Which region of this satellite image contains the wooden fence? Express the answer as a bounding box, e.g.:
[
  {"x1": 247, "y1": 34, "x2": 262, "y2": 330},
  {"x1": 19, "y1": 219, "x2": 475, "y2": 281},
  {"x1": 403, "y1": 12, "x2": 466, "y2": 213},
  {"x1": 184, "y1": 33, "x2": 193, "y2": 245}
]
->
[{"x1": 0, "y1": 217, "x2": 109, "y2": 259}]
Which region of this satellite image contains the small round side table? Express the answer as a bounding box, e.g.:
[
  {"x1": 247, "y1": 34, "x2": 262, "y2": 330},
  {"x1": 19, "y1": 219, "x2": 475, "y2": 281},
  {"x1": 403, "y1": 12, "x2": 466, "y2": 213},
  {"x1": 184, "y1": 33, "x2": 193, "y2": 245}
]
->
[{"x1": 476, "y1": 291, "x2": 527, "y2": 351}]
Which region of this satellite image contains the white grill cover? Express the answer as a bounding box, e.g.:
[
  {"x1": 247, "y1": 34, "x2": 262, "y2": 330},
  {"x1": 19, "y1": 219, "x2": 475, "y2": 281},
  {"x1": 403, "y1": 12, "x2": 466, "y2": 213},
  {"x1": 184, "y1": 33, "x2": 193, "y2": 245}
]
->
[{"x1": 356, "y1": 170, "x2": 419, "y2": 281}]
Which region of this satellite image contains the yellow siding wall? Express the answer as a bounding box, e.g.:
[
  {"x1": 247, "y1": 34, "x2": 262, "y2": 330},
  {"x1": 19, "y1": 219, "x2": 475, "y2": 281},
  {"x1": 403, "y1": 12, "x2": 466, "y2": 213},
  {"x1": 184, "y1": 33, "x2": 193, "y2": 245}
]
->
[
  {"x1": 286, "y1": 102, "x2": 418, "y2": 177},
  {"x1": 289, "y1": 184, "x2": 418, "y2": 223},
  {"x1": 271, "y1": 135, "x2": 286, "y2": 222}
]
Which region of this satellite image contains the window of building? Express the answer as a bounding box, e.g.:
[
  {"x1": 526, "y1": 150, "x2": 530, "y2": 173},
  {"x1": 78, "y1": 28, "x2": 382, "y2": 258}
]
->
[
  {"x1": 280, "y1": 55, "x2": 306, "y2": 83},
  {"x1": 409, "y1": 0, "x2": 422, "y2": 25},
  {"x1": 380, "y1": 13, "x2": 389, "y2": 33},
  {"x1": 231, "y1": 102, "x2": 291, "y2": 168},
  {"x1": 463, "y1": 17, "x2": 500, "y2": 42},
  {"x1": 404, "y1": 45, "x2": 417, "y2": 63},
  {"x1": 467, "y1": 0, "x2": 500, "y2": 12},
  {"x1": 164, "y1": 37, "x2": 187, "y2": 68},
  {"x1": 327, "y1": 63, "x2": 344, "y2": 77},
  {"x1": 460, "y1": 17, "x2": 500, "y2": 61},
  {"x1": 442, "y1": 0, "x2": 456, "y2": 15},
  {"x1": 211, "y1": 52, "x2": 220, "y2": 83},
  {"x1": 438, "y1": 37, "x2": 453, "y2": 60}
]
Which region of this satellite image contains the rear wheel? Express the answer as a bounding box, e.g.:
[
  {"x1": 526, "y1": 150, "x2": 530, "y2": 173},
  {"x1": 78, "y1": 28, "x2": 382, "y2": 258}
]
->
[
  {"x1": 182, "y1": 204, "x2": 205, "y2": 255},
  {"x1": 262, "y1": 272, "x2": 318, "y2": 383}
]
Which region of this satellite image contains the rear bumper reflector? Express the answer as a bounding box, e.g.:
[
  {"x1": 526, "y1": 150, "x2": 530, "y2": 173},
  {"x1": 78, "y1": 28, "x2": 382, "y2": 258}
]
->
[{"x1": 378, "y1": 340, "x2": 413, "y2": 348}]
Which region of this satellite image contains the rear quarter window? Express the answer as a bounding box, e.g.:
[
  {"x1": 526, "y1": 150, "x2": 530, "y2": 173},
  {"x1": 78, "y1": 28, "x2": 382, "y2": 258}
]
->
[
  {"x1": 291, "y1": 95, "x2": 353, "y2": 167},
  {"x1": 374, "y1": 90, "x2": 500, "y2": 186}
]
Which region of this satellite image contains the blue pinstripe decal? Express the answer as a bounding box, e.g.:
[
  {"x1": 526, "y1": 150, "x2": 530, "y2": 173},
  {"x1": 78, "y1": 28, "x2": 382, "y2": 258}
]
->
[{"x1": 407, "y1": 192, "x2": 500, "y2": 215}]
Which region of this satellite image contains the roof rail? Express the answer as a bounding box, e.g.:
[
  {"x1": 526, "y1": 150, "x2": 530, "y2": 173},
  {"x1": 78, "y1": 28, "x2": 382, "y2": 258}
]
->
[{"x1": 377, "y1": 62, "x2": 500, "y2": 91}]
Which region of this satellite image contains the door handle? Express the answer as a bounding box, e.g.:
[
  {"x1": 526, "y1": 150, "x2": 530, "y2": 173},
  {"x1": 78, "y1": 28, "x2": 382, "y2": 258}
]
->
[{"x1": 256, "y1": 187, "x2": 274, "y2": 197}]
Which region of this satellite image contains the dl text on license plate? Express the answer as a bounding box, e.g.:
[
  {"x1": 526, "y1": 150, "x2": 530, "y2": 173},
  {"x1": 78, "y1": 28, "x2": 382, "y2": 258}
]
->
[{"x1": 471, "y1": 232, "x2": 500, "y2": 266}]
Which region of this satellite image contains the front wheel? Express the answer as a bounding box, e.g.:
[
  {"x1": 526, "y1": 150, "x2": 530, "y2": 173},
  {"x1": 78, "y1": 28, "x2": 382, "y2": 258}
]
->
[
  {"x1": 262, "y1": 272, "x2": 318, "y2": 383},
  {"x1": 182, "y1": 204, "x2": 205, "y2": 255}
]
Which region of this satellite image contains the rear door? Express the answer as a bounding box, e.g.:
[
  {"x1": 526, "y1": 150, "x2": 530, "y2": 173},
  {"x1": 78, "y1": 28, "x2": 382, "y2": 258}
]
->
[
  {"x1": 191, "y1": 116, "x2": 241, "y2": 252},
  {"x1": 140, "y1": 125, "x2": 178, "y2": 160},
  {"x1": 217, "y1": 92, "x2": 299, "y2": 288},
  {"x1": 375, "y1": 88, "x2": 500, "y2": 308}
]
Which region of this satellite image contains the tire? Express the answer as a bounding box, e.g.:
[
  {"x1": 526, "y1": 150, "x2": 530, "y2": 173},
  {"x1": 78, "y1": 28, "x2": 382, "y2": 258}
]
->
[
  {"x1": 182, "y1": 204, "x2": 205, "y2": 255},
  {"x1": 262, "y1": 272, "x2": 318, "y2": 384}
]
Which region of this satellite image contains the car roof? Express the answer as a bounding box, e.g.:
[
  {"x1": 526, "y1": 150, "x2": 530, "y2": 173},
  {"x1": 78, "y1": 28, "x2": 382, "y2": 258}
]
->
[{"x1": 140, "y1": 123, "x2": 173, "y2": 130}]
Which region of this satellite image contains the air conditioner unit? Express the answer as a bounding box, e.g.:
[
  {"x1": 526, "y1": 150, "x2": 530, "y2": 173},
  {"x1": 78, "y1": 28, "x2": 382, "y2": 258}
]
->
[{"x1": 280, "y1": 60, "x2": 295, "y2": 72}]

•••••

Task to carry out: Locate each line of the records above that contains the string "door", and copy every such line in full.

Response to the task:
Which region of this satellite image contains the door handle? Express the answer as a bounding box, e.g.:
Which region of this satellite image contains the rear door? Express the answer as a bounding box, e.g.:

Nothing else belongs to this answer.